--- Extracted information ---

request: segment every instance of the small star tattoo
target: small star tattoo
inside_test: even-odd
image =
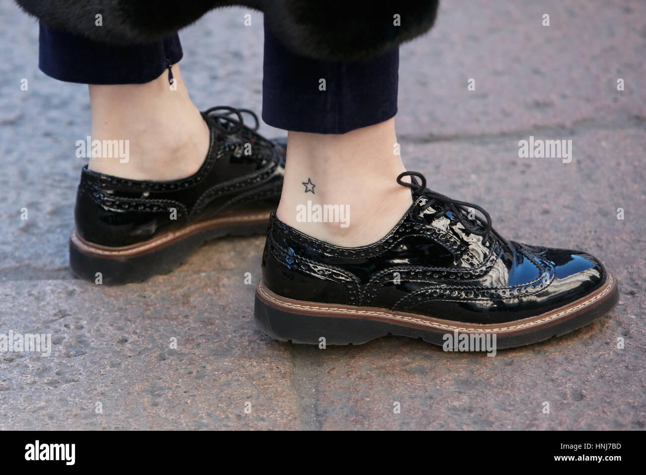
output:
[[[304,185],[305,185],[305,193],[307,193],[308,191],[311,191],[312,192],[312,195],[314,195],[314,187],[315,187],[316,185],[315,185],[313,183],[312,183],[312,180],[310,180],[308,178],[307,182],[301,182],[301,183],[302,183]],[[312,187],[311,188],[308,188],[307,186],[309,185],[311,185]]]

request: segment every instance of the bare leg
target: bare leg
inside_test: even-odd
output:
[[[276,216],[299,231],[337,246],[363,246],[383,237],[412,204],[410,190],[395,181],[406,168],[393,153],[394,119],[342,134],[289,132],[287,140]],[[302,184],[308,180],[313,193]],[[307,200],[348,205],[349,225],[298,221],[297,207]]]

---
--- Extracted information ---

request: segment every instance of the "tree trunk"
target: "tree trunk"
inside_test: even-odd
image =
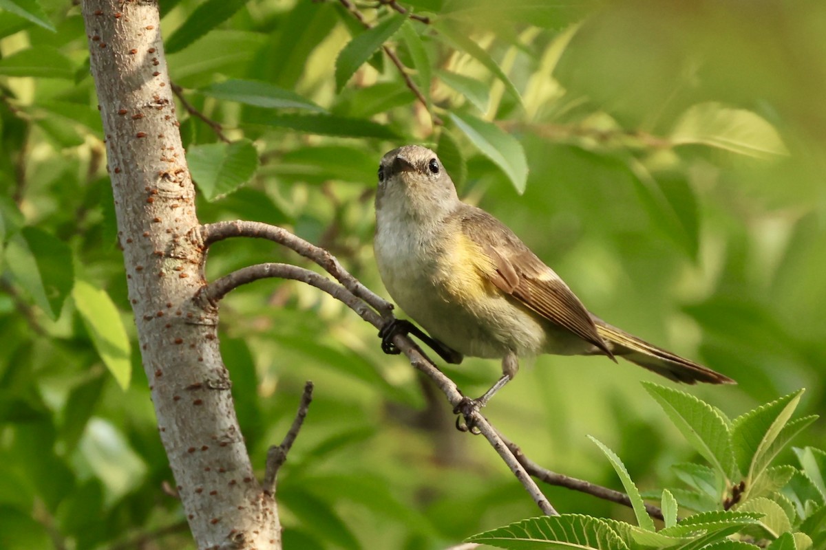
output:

---

■ What you need to do: List each line of the material that contains the string "small", copying every line in full. Case counts.

■ Expected answer:
request: segment every instance of the small star tattoo
target: small star tattoo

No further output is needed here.